→ EXERCISE GOAL:
In the listing below, a line holding "Drop a pin on every instance of the man's neck" and a line holding "Drop a pin on every instance of the gray" mark the range. Retype both exactly, with all lines between them.

→ EXERCISE DATA:
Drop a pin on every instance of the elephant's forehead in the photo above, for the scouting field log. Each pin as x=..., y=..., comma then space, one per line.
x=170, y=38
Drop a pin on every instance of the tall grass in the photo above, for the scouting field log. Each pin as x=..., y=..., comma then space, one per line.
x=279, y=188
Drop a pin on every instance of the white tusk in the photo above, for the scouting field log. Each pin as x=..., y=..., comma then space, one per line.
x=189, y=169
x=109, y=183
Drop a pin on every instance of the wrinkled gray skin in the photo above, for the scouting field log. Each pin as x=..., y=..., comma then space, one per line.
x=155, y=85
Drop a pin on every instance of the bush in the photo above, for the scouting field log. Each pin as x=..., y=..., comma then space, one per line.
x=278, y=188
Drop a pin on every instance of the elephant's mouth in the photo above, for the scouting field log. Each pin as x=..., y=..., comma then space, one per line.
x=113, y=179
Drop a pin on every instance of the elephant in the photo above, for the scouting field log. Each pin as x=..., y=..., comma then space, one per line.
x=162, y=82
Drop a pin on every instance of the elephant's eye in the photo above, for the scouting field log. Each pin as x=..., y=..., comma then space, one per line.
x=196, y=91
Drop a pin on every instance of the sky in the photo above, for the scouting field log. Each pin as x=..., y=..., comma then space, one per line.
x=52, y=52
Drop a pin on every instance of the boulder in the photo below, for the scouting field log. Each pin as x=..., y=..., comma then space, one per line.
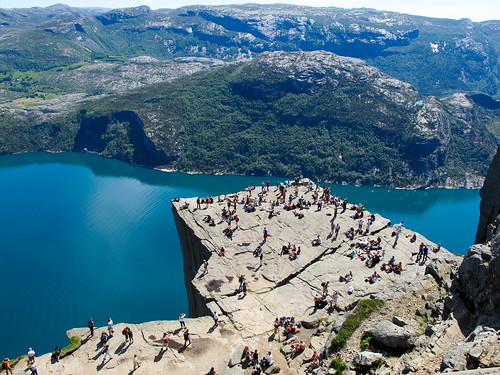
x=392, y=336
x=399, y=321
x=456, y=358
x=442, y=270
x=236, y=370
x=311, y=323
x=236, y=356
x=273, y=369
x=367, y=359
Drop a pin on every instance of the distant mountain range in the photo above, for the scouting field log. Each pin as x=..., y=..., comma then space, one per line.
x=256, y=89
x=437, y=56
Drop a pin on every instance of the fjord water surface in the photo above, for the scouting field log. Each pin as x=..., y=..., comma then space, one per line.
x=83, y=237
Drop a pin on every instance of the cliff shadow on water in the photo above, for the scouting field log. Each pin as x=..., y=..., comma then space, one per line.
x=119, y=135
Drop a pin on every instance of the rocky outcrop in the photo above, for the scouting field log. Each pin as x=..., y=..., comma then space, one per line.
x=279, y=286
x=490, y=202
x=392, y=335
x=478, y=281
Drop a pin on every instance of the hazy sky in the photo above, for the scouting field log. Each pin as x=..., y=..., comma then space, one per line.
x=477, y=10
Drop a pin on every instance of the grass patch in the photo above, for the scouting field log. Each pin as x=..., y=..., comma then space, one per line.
...
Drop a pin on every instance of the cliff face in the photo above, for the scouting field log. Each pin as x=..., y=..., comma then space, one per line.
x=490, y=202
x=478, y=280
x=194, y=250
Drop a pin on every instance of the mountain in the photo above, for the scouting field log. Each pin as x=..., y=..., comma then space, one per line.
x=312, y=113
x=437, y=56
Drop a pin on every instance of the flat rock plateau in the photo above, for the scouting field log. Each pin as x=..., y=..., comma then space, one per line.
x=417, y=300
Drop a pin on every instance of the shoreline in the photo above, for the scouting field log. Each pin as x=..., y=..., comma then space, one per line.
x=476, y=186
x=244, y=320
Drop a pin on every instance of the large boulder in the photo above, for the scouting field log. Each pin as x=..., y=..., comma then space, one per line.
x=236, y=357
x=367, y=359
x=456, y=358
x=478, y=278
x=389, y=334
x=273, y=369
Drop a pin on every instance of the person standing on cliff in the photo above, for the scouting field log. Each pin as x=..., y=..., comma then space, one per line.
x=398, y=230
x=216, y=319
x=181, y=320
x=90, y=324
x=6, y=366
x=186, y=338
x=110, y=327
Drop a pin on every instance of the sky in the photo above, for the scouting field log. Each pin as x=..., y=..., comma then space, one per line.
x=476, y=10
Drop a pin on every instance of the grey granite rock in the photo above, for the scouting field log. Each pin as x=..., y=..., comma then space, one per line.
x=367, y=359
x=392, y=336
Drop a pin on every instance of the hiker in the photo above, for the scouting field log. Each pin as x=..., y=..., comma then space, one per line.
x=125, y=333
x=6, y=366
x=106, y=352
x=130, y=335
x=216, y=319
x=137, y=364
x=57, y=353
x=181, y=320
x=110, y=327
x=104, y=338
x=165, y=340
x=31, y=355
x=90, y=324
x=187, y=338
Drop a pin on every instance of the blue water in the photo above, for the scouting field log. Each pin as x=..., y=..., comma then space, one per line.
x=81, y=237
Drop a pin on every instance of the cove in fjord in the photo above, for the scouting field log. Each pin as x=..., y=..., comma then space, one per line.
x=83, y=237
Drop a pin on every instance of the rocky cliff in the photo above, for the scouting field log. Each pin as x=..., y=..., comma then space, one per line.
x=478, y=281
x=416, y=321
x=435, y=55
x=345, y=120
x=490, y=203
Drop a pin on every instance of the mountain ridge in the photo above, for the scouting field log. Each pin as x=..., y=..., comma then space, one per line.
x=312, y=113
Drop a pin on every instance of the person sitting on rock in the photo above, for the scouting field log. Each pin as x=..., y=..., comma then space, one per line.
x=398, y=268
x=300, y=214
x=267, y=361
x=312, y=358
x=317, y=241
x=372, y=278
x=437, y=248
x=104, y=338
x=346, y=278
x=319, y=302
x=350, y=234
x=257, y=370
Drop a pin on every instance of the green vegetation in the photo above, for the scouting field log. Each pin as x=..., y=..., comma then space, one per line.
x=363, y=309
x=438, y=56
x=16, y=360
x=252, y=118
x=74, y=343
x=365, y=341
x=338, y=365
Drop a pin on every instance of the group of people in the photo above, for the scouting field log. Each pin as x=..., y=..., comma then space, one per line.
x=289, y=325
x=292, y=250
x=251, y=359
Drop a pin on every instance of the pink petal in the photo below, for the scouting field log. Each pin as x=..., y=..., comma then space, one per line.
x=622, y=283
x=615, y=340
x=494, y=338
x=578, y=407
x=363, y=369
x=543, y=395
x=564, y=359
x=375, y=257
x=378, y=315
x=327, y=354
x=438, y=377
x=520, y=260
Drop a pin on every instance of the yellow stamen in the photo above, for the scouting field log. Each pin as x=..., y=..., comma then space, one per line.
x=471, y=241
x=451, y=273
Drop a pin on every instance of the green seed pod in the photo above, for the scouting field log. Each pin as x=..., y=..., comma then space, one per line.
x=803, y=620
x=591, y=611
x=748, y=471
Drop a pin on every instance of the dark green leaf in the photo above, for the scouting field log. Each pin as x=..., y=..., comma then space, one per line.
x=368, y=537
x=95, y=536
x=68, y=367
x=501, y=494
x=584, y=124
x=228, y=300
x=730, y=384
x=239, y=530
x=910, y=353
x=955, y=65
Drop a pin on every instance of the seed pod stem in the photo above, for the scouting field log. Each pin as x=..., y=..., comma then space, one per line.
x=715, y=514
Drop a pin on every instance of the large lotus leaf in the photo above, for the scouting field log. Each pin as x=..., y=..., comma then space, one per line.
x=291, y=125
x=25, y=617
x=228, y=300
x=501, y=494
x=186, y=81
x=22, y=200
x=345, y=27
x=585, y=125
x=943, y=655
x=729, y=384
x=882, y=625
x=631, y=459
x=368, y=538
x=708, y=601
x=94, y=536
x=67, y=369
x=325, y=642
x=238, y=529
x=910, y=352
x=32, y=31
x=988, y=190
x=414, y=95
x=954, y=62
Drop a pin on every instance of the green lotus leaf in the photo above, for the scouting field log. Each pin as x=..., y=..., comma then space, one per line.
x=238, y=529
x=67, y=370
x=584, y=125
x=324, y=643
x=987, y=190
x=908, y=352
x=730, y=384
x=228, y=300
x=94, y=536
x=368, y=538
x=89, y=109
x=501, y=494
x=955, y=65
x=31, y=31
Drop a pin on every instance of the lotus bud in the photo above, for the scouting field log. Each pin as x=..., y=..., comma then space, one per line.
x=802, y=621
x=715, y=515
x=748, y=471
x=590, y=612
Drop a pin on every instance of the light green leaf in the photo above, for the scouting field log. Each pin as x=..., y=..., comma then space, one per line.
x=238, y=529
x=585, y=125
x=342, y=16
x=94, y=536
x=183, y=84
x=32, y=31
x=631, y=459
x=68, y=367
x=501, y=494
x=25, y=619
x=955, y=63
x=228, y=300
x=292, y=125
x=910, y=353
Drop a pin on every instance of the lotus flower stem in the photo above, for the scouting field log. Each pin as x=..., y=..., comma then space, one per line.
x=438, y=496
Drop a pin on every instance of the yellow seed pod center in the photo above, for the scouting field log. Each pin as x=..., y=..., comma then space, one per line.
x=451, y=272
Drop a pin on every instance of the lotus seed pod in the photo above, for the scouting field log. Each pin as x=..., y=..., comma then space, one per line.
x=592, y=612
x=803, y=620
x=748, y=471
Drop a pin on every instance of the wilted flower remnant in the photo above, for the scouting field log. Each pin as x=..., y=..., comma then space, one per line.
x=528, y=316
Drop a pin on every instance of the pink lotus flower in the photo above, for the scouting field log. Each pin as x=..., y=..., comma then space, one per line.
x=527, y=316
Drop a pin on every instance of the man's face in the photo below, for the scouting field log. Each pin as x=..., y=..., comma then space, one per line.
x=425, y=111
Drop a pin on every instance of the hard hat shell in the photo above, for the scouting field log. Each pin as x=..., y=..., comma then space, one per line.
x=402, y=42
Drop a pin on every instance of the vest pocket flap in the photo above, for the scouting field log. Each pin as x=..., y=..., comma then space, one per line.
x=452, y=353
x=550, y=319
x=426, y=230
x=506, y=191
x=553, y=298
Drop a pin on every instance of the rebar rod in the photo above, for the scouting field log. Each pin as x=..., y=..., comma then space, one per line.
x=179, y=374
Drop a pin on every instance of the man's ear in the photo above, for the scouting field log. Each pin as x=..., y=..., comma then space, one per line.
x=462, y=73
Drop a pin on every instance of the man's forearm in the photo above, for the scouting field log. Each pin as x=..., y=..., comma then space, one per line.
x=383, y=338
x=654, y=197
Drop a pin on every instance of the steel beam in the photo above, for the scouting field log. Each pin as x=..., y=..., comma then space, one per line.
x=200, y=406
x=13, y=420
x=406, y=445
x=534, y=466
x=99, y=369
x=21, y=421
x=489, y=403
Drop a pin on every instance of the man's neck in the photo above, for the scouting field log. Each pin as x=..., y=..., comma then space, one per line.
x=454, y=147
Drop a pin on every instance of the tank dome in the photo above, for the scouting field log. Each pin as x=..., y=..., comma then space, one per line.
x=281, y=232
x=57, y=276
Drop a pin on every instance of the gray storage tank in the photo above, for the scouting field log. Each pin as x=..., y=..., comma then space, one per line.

→ SOLUTION TO THIS PROBLEM:
Drop a pin on every instance of the man's neck in the photo above, for the scouting field log. Each pin as x=..., y=..., comma then space, one per line.
x=454, y=147
Drop a pin on every instance of the tank dome in the photo above, for the scouting field log. Each pin as x=..., y=..., comma then space, one per line.
x=281, y=232
x=57, y=276
Drop a pin on every instance of the gray storage tank in the photo above, for the scouting field log. Each pin as x=..., y=..., comma then space, one per line.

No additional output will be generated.